The answer should contain all of the data, retyped without any alteration.

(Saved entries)

^^^^^^^^

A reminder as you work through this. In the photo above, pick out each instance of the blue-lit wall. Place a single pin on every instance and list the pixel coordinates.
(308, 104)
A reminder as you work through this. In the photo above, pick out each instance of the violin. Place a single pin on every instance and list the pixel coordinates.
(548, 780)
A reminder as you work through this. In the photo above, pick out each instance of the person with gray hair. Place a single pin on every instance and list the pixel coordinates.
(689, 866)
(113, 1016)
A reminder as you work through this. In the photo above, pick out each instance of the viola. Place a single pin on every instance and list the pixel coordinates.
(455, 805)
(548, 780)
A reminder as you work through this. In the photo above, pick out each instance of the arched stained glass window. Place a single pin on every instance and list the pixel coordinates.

^^^^^^^^

* **Written response**:
A reminder as you work through this. In the photo above, pick out each instance of the blue-lit wall. Place a single pin on every instance and list the pixel coordinates.
(308, 104)
A reminder as you work through this. In the photo above, pick out each instance of the violin. Place a single pin on every instance and list the pixel coordinates.
(548, 780)
A reminder as you work through this. In the photo above, pick out each instance of the person with gray hair. Place a single pin on every instance and list the pixel coordinates.
(689, 866)
(113, 1016)
A reminder as you work through this. In the photo above, pick out each instance of the viola. Place a single pin on every instance and list the pixel coordinates.
(455, 805)
(548, 780)
A reminder as you work through this. In the photo above, pick out each instance of the arched stained glass window. Place a single pin on every instance and list the pixel coordinates.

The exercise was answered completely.